## Requirements
Copy out the part of the records that opens with the line containing "Trace the outline of every instance of the metal" and closes with the line containing "M 182 185 L", repeating those lines exactly and nothing else.
>> START
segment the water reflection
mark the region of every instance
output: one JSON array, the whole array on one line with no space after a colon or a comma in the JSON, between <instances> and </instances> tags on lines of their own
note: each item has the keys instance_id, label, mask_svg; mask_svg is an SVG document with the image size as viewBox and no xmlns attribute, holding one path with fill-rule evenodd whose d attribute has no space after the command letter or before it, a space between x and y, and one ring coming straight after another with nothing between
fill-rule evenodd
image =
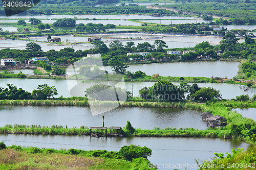
<instances>
[{"instance_id":1,"label":"water reflection","mask_svg":"<svg viewBox=\"0 0 256 170\"><path fill-rule=\"evenodd\" d=\"M106 150L113 151L119 151L123 145L133 144L151 148L153 154L148 159L152 163L158 164L165 163L179 164L183 162L195 164L195 159L199 160L200 162L203 160L210 160L214 157L215 152L230 153L234 146L232 143L237 142L233 140L205 138L90 138L89 136L14 134L0 134L0 140L5 141L5 143L8 146L16 144L56 149L74 148L85 150ZM210 143L210 145L209 143ZM241 142L241 144L236 146L246 150L250 145ZM179 169L184 169L185 167Z\"/></svg>"}]
</instances>

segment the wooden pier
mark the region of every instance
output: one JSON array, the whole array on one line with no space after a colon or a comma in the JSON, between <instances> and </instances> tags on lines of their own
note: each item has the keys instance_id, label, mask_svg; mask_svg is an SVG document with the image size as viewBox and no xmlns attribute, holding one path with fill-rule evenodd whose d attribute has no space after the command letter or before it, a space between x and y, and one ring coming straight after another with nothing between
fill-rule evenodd
<instances>
[{"instance_id":1,"label":"wooden pier","mask_svg":"<svg viewBox=\"0 0 256 170\"><path fill-rule=\"evenodd\" d=\"M106 129L105 127L90 127L90 135L94 137L106 136Z\"/></svg>"},{"instance_id":2,"label":"wooden pier","mask_svg":"<svg viewBox=\"0 0 256 170\"><path fill-rule=\"evenodd\" d=\"M227 119L219 115L214 116L210 113L205 112L201 115L202 119L206 121L207 126L210 127L225 126L227 125Z\"/></svg>"},{"instance_id":3,"label":"wooden pier","mask_svg":"<svg viewBox=\"0 0 256 170\"><path fill-rule=\"evenodd\" d=\"M119 126L112 126L110 128L110 133L108 134L106 127L90 127L90 136L93 137L121 136L121 128Z\"/></svg>"}]
</instances>

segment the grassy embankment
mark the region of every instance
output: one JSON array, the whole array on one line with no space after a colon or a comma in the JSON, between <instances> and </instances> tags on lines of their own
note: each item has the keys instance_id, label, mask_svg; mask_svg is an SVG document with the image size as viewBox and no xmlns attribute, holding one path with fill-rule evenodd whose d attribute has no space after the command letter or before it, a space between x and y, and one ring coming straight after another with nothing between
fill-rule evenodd
<instances>
[{"instance_id":1,"label":"grassy embankment","mask_svg":"<svg viewBox=\"0 0 256 170\"><path fill-rule=\"evenodd\" d=\"M57 150L15 145L0 148L1 169L148 169L149 163L142 158L130 161L119 152L106 150Z\"/></svg>"},{"instance_id":2,"label":"grassy embankment","mask_svg":"<svg viewBox=\"0 0 256 170\"><path fill-rule=\"evenodd\" d=\"M95 101L95 106L111 106L113 102ZM35 100L2 100L0 105L32 105L32 106L87 106L87 101L35 101ZM247 133L249 130L243 130L240 135L232 134L230 129L232 124L242 126L244 124L249 124L251 126L255 125L255 123L251 119L242 117L242 115L234 111L232 111L232 108L236 107L256 107L255 102L235 102L222 101L208 104L193 103L166 103L150 102L127 102L121 107L153 107L153 108L186 108L200 110L202 112L208 112L214 115L220 115L227 119L228 125L220 128L209 128L206 130L200 130L194 128L177 129L174 127L166 127L164 129L156 127L152 130L142 130L137 129L132 134L133 136L150 137L219 137L223 138L236 138L249 141L250 137ZM41 127L39 125L8 125L0 128L0 133L31 134L59 134L69 135L88 135L89 134L88 127L80 125L80 128L73 127L68 128L59 126L51 127ZM125 131L125 129L124 129Z\"/></svg>"}]
</instances>

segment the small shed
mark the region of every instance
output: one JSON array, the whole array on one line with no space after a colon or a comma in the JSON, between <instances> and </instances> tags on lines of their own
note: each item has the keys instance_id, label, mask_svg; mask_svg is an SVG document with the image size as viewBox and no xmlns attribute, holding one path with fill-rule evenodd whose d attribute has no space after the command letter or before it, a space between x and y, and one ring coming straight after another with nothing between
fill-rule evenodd
<instances>
[{"instance_id":1,"label":"small shed","mask_svg":"<svg viewBox=\"0 0 256 170\"><path fill-rule=\"evenodd\" d=\"M110 136L120 136L121 127L119 126L112 126L110 127Z\"/></svg>"},{"instance_id":2,"label":"small shed","mask_svg":"<svg viewBox=\"0 0 256 170\"><path fill-rule=\"evenodd\" d=\"M22 62L19 61L16 61L15 63L16 63L15 64L16 66L20 66L22 65Z\"/></svg>"},{"instance_id":3,"label":"small shed","mask_svg":"<svg viewBox=\"0 0 256 170\"><path fill-rule=\"evenodd\" d=\"M219 115L206 118L206 123L208 126L211 127L225 126L227 125L227 119Z\"/></svg>"},{"instance_id":4,"label":"small shed","mask_svg":"<svg viewBox=\"0 0 256 170\"><path fill-rule=\"evenodd\" d=\"M214 115L209 112L204 112L202 113L201 116L202 117L202 120L206 120L207 118L214 117Z\"/></svg>"},{"instance_id":5,"label":"small shed","mask_svg":"<svg viewBox=\"0 0 256 170\"><path fill-rule=\"evenodd\" d=\"M101 38L88 38L88 42L93 42L94 40L101 41Z\"/></svg>"},{"instance_id":6,"label":"small shed","mask_svg":"<svg viewBox=\"0 0 256 170\"><path fill-rule=\"evenodd\" d=\"M89 129L91 136L101 137L107 135L106 127L90 127Z\"/></svg>"},{"instance_id":7,"label":"small shed","mask_svg":"<svg viewBox=\"0 0 256 170\"><path fill-rule=\"evenodd\" d=\"M50 41L54 42L60 42L60 41L61 41L60 38L57 38L57 37L53 38L53 39L51 39L50 40Z\"/></svg>"}]
</instances>

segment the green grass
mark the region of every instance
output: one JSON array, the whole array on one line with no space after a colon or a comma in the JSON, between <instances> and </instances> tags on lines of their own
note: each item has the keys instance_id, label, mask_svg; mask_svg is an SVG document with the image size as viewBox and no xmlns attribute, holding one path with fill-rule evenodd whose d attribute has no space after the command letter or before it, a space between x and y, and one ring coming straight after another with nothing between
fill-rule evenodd
<instances>
[{"instance_id":1,"label":"green grass","mask_svg":"<svg viewBox=\"0 0 256 170\"><path fill-rule=\"evenodd\" d=\"M32 105L50 106L88 106L86 101L15 101L4 100L5 104L13 105ZM101 106L103 102L95 101L95 106ZM105 102L105 104L109 106L114 104L113 102ZM3 105L1 102L0 104ZM227 118L228 125L225 127L220 128L210 128L206 130L199 130L193 128L185 128L184 129L176 129L173 127L167 127L165 129L154 128L152 130L136 129L132 134L135 136L152 136L152 137L219 137L223 138L239 138L241 140L248 140L249 137L247 136L248 130L242 131L242 135L237 136L231 134L230 129L232 124L242 125L245 123L250 124L253 126L255 122L250 118L243 117L242 115L236 111L232 111L232 108L256 107L256 102L236 102L233 101L217 102L216 103L208 103L206 104L197 103L193 102L125 102L121 107L146 107L146 108L185 108L200 110L203 112L210 112L214 115L219 115ZM84 126L84 125L80 125ZM108 130L109 133L109 130ZM41 127L40 125L7 125L5 127L0 128L0 133L29 134L43 135L88 135L89 130L87 127L77 128L73 127L63 128L61 126L54 125L51 127Z\"/></svg>"},{"instance_id":2,"label":"green grass","mask_svg":"<svg viewBox=\"0 0 256 170\"><path fill-rule=\"evenodd\" d=\"M98 155L94 155L98 152ZM22 148L12 145L0 150L1 169L148 169L146 159L129 161L122 157L108 158L118 152ZM102 154L101 154L102 153Z\"/></svg>"}]
</instances>

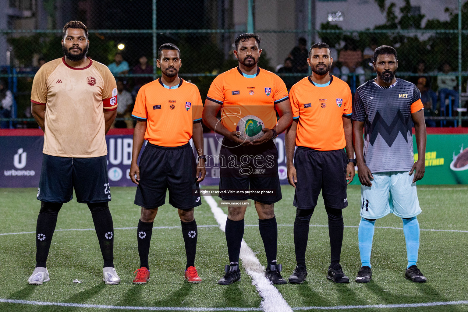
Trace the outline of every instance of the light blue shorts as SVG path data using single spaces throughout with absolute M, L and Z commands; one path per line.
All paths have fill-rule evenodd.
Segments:
M 389 213 L 411 218 L 421 213 L 416 183 L 408 171 L 373 173 L 372 186 L 361 186 L 361 216 L 379 219 Z

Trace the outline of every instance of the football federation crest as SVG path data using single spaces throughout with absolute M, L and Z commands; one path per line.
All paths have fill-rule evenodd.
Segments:
M 88 77 L 86 78 L 88 84 L 93 87 L 96 84 L 96 80 L 93 77 Z

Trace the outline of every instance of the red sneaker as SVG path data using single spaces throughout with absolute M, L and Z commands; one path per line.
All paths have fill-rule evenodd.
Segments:
M 198 283 L 202 282 L 202 279 L 198 276 L 197 269 L 195 267 L 189 267 L 185 270 L 185 274 L 183 275 L 183 279 L 189 283 Z
M 134 284 L 146 284 L 148 282 L 148 280 L 149 279 L 149 271 L 145 267 L 141 267 L 133 273 L 137 274 L 137 276 L 133 280 Z

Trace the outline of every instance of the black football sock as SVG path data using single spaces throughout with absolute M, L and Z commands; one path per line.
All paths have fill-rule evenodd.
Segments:
M 197 238 L 198 236 L 195 219 L 189 222 L 180 221 L 182 225 L 182 234 L 185 244 L 185 254 L 187 255 L 186 270 L 189 267 L 195 266 L 195 253 L 197 252 Z
M 41 210 L 36 225 L 36 267 L 46 267 L 52 236 L 55 230 L 58 211 L 63 204 L 41 203 Z
M 148 265 L 148 255 L 149 254 L 149 245 L 153 234 L 153 224 L 154 222 L 144 222 L 138 220 L 137 229 L 137 239 L 138 241 L 138 254 L 140 256 L 140 268 L 144 267 L 149 269 Z
M 244 237 L 244 219 L 226 220 L 226 242 L 229 256 L 229 265 L 239 265 L 239 254 L 241 253 L 241 244 Z
M 258 230 L 265 247 L 268 264 L 276 264 L 276 250 L 278 243 L 278 227 L 276 217 L 258 219 Z
M 107 203 L 88 203 L 99 241 L 104 267 L 114 267 L 114 224 Z
M 330 208 L 325 206 L 328 215 L 328 233 L 330 236 L 330 249 L 331 252 L 330 266 L 333 268 L 340 263 L 341 245 L 343 242 L 343 211 L 341 209 Z
M 296 209 L 294 221 L 294 247 L 297 266 L 306 268 L 306 249 L 309 238 L 309 224 L 314 213 L 312 209 Z

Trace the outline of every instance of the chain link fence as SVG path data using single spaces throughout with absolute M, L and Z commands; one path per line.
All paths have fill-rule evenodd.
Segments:
M 8 22 L 0 29 L 0 77 L 13 98 L 10 111 L 2 109 L 0 125 L 37 127 L 29 111 L 32 79 L 42 64 L 63 56 L 61 28 L 70 20 L 81 21 L 88 26 L 88 56 L 93 60 L 109 65 L 120 53 L 128 70 L 116 73 L 116 78 L 133 99 L 141 85 L 160 75 L 155 64 L 157 49 L 168 42 L 181 50 L 180 76 L 196 84 L 204 99 L 214 78 L 237 65 L 233 53 L 235 37 L 256 30 L 262 37 L 259 66 L 277 73 L 288 88 L 310 74 L 307 56 L 311 42 L 322 41 L 330 46 L 332 72 L 346 80 L 353 92 L 375 77 L 373 49 L 392 45 L 398 53 L 397 76 L 414 82 L 422 91 L 428 125 L 468 125 L 468 56 L 461 53 L 468 48 L 468 2 L 451 0 L 447 18 L 425 21 L 423 25 L 424 16 L 414 12 L 410 0 L 402 0 L 400 7 L 377 0 L 374 4 L 385 14 L 385 23 L 356 30 L 336 22 L 343 17 L 339 12 L 329 13 L 328 21 L 318 23 L 312 13 L 316 1 L 321 0 L 296 0 L 306 8 L 301 13 L 303 25 L 296 23 L 295 28 L 288 28 L 285 22 L 285 26 L 280 21 L 280 27 L 256 29 L 251 21 L 261 12 L 258 5 L 256 11 L 254 0 L 244 1 L 251 10 L 236 0 L 10 0 L 9 12 L 14 9 L 22 13 L 7 16 Z M 244 6 L 241 14 L 240 3 Z M 239 15 L 243 15 L 249 16 L 246 22 L 240 23 Z M 305 41 L 303 47 L 301 38 Z M 452 89 L 441 94 L 446 80 L 452 81 Z M 444 94 L 446 96 L 441 99 Z M 132 126 L 129 109 L 119 112 L 120 125 L 116 126 Z

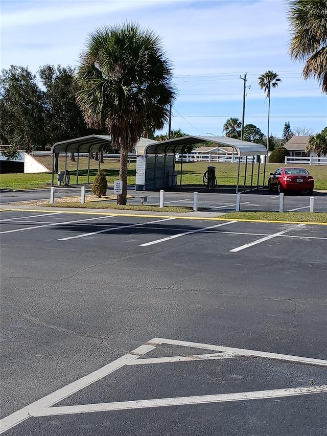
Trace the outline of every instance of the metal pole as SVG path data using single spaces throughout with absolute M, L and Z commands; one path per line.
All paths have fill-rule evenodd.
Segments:
M 182 185 L 182 171 L 183 171 L 183 152 L 182 151 L 182 160 L 180 162 L 180 179 L 179 180 L 179 185 L 181 186 Z
M 240 79 L 242 79 L 242 80 L 244 81 L 244 83 L 243 85 L 243 110 L 242 114 L 242 129 L 241 130 L 241 140 L 243 141 L 243 130 L 244 128 L 244 117 L 245 115 L 245 92 L 246 90 L 246 82 L 247 81 L 247 79 L 246 78 L 246 76 L 247 75 L 247 73 L 246 73 L 244 75 L 244 77 L 241 77 L 240 76 Z
M 170 139 L 172 127 L 172 105 L 169 105 L 169 123 L 168 124 L 168 139 Z
M 260 177 L 260 164 L 261 163 L 261 156 L 260 156 L 260 158 L 259 159 L 259 162 L 258 164 L 258 178 L 256 179 L 256 189 L 258 189 L 259 187 L 259 178 Z
M 52 153 L 52 177 L 51 178 L 51 185 L 54 186 L 55 182 L 55 153 Z
M 262 187 L 265 186 L 265 179 L 266 178 L 266 166 L 267 165 L 267 154 L 265 154 L 265 160 L 264 161 L 264 179 L 262 182 Z
M 161 189 L 160 191 L 160 207 L 165 206 L 165 191 Z
M 240 182 L 240 168 L 241 167 L 241 156 L 239 156 L 239 162 L 237 164 L 237 178 L 236 179 L 236 193 L 239 192 L 239 183 Z
M 198 193 L 196 192 L 193 193 L 193 210 L 196 212 L 198 210 Z
M 250 191 L 252 191 L 252 185 L 253 181 L 253 170 L 254 168 L 254 156 L 252 156 L 252 168 L 251 169 L 251 188 Z
M 246 186 L 246 170 L 247 169 L 247 156 L 245 156 L 245 169 L 244 170 L 244 186 L 243 188 L 243 192 L 245 191 L 245 187 Z

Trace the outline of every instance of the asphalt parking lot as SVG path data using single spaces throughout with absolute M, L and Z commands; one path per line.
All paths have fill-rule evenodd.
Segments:
M 0 224 L 2 432 L 327 434 L 327 226 Z

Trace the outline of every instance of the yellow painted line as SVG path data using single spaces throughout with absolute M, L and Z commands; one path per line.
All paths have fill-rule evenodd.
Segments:
M 63 211 L 59 209 L 59 208 L 54 208 L 53 209 L 5 209 L 2 212 L 4 212 L 5 211 L 18 211 L 18 212 L 49 212 L 50 213 L 53 213 L 55 211 L 57 211 L 58 212 L 62 212 L 63 214 L 77 214 L 79 215 L 104 215 L 108 216 L 111 216 L 112 215 L 114 216 L 119 216 L 119 217 L 133 217 L 137 218 L 153 218 L 155 217 L 156 218 L 175 218 L 175 219 L 188 219 L 188 220 L 199 220 L 200 221 L 240 221 L 240 222 L 267 222 L 267 223 L 273 223 L 274 224 L 313 224 L 314 225 L 327 225 L 327 222 L 311 222 L 310 221 L 276 221 L 273 220 L 262 220 L 262 219 L 242 219 L 238 218 L 223 218 L 222 217 L 194 217 L 194 216 L 188 216 L 185 215 L 184 216 L 179 216 L 179 215 L 148 215 L 146 214 L 127 214 L 127 213 L 120 213 L 116 212 L 90 212 L 89 211 L 86 211 L 83 212 L 83 209 L 81 209 L 81 211 L 67 211 L 65 210 Z M 188 212 L 185 212 L 185 214 L 188 213 Z

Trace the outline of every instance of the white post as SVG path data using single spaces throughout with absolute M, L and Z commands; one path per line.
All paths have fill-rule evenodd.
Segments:
M 53 204 L 55 202 L 55 187 L 52 186 L 50 188 L 50 204 Z
M 193 193 L 193 210 L 198 210 L 198 193 L 194 192 Z
M 284 194 L 283 192 L 279 194 L 279 212 L 284 212 Z
M 160 191 L 160 207 L 163 208 L 165 206 L 165 191 L 161 189 Z
M 85 202 L 85 187 L 82 186 L 81 188 L 81 203 L 82 204 Z
M 315 197 L 310 197 L 310 209 L 309 212 L 313 212 L 314 210 Z
M 241 209 L 241 193 L 240 192 L 238 192 L 238 193 L 236 194 L 236 212 L 239 212 L 240 209 Z

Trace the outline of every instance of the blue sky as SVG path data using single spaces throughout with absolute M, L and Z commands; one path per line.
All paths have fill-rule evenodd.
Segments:
M 258 77 L 268 70 L 282 81 L 272 92 L 273 134 L 288 120 L 316 132 L 327 125 L 327 97 L 316 82 L 301 78 L 302 65 L 288 54 L 283 0 L 2 0 L 1 7 L 2 68 L 77 65 L 88 33 L 133 20 L 161 37 L 173 63 L 172 128 L 221 135 L 227 118 L 241 117 L 240 75 L 247 72 L 245 123 L 266 132 L 267 102 Z

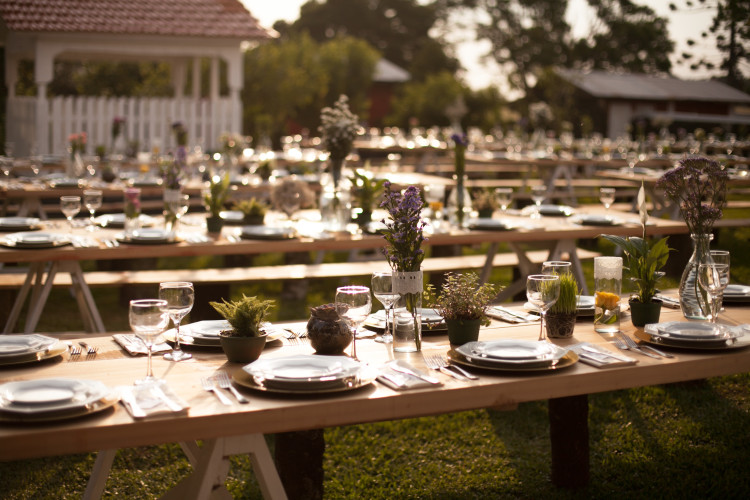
>> END
## Written answer
Trace the outline of every instance of the metal pole as SVG path data using single spaces throughout with absolute M, L and Z commands; one path per line.
All paths have fill-rule evenodd.
Segments:
M 182 185 L 182 171 L 183 171 L 183 152 L 182 151 L 182 160 L 180 162 L 180 179 L 179 180 L 179 185 L 181 186 Z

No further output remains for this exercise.